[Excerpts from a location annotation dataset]
-------------------------

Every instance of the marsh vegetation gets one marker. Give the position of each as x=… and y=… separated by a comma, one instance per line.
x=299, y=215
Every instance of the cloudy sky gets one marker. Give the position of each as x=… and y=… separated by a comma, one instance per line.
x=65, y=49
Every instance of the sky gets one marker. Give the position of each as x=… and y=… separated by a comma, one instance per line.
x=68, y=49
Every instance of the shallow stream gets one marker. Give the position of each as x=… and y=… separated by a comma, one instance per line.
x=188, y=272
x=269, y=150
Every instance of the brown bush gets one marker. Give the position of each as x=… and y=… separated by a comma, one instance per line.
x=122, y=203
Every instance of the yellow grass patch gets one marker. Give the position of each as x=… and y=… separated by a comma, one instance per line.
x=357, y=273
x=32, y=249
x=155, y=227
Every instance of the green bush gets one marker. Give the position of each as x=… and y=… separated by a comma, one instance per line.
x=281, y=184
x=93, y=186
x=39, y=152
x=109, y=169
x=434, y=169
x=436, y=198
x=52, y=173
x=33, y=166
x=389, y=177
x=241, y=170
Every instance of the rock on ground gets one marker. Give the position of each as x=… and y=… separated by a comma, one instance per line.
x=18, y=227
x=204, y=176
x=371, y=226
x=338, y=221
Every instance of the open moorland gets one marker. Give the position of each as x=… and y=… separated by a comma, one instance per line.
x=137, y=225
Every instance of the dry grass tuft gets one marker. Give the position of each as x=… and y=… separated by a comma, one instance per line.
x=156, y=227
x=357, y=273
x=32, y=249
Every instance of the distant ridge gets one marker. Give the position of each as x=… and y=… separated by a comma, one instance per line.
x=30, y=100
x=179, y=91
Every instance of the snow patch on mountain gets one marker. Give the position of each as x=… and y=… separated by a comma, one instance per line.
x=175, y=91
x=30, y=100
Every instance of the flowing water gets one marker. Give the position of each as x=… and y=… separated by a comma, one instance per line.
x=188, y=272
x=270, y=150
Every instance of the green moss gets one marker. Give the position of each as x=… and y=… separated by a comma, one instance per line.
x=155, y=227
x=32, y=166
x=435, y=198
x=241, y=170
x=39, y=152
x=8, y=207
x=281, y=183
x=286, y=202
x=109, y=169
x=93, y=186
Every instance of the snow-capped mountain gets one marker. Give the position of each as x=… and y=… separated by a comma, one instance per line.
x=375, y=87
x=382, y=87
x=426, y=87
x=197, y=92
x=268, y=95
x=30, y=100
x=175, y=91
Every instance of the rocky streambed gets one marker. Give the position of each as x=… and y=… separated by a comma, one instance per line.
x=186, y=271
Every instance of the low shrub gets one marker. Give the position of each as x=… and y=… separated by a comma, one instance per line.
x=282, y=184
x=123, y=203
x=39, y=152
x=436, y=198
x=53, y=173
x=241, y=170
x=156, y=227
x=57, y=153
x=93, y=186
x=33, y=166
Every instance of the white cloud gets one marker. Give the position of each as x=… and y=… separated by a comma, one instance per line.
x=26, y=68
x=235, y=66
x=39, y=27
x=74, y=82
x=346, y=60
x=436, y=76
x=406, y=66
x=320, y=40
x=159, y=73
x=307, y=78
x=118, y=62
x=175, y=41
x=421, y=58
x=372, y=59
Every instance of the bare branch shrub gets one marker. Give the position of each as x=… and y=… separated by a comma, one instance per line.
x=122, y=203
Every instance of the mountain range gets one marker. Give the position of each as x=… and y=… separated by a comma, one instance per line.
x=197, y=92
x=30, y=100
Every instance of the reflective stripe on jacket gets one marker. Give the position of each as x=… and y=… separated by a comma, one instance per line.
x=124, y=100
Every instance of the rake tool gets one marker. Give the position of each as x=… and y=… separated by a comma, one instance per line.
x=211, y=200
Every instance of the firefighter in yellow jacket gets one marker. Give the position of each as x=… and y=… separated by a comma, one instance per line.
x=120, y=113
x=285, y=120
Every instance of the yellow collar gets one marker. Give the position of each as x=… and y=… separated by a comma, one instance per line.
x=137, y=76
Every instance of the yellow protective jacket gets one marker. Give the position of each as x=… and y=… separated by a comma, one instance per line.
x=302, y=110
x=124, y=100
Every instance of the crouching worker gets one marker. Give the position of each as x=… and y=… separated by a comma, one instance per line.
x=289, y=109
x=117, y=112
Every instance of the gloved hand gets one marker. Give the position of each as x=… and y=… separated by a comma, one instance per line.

-------------------------

### Problem to work on
Quote every one of the records above word for word.

### Correct response
Every instance of the marsh vegetation gets one marker. Give the position of each as x=… and y=… separated by a comma, one instance per line.
x=299, y=215
Every instance of the cloudy sky gets one marker. Give the position of each as x=… and y=… separated by a comma, one instance per line.
x=65, y=49
Every instance of the sky gets one marker. Give the position of each as x=… and y=… separated by a comma, one instance per line.
x=68, y=49
Every instance of the shallow stream gets one marker. Give the position of each as x=… and y=… separated by a comma, one instance per line.
x=188, y=272
x=269, y=150
Every instance of the brown bush gets one marker. Give the position of each as x=… and y=… separated by a comma, one instance per line.
x=122, y=203
Every instance of the yellow grass patch gets one marker. Give the position of each as x=… and y=… separated by a comma, one instance per line.
x=357, y=273
x=32, y=249
x=155, y=227
Every instance of the green bush gets one marker. Give the position of each as x=… and y=… separated by a comma, one instance per line.
x=281, y=184
x=93, y=186
x=39, y=152
x=109, y=169
x=434, y=169
x=436, y=198
x=52, y=173
x=33, y=166
x=389, y=177
x=241, y=170
Every instance of the rock on ground gets one marker. Give the position of each as x=… and y=… separated by a comma, one instance per line.
x=18, y=227
x=204, y=176
x=371, y=226
x=338, y=221
Every instance of the open moorland gets one marker. Give the position of each as x=… and y=… separated by a comma, one instance per line.
x=137, y=225
Every instance of the dry grass tuft gets one marker. Give the position of each as x=… and y=… separated by a comma, one instance per line.
x=156, y=227
x=357, y=273
x=32, y=249
Every instance of the distant ridge gets one marker. Give the position of each as x=… and y=… separated by a comma, one instance per line.
x=30, y=100
x=179, y=91
Every instance of the snow patch on mountain gets one marker. Give the position of each as x=… and y=… separated by a comma, one instance per line.
x=175, y=91
x=30, y=100
Every instance of the flowing water gets one marker. Give the position of each as x=… and y=… separated by a comma, one instance per line.
x=188, y=272
x=270, y=150
Every instance of the green moss gets one marker. Give the position of each as x=… and y=… separated by a comma, one instance per line.
x=155, y=227
x=32, y=166
x=435, y=198
x=241, y=170
x=39, y=152
x=8, y=207
x=281, y=183
x=286, y=202
x=109, y=169
x=93, y=186
Every instance of the snow-capped mountain gets one marker. Give the position of each as x=… and y=… separated by a comma, one instance per line.
x=375, y=87
x=382, y=87
x=426, y=87
x=197, y=92
x=268, y=95
x=30, y=100
x=175, y=91
Every instance of the rocky streambed gets one marker. Give the position of each as x=… and y=… separated by a comma, one instance per line.
x=186, y=271
Every instance of the low shrub gets one marker. Give the position of each as x=… and y=… separated by a comma, one instance per line.
x=282, y=184
x=123, y=203
x=39, y=152
x=436, y=198
x=53, y=173
x=241, y=170
x=156, y=227
x=57, y=153
x=93, y=186
x=33, y=166
Every instance of the white cloud gets one marker. Give the position of each as x=… and y=… separated by a comma, one instance per line.
x=26, y=68
x=235, y=66
x=39, y=27
x=74, y=82
x=346, y=60
x=436, y=76
x=406, y=66
x=320, y=40
x=159, y=73
x=307, y=78
x=118, y=62
x=175, y=41
x=421, y=58
x=372, y=59
Every instance of the bare branch shrub gets one marker. Give the position of each as x=… and y=… separated by a comma, one instance per line.
x=122, y=203
Every instance of the mountain range gets one marker. Give the position of each as x=… and y=… separated by a comma, one instance per line.
x=197, y=92
x=30, y=100
Every instance of the reflective stripe on jacket gets one marker. Give the position of each as x=… and y=… separated by a comma, one instance per line.
x=124, y=100
Every instance of the rake tool gets one marker. Give the position of each as x=… and y=… separated by a comma, one instance per line.
x=211, y=200
Every instance of the firefighter in yellow jacket gets one marker. Give the position of each as x=… and y=… separated by a comma, one instance per line.
x=120, y=113
x=285, y=120
Every instance of the yellow collar gets one marker. Give the position of each as x=… and y=… separated by a comma, one instance per line.
x=137, y=76
Every instance of the yellow protective jacket gets one marker. Give the position of each as x=… and y=… separated by a comma, one instance per line.
x=302, y=110
x=124, y=100
Every instance of the crouching worker gets one marker. Give the position of each as x=… and y=… separated by a comma, one instance per line.
x=289, y=109
x=117, y=112
Every instance of the gloved hand gets one marker. Give the position of each as x=… and y=… separated by a comma, one instance per line.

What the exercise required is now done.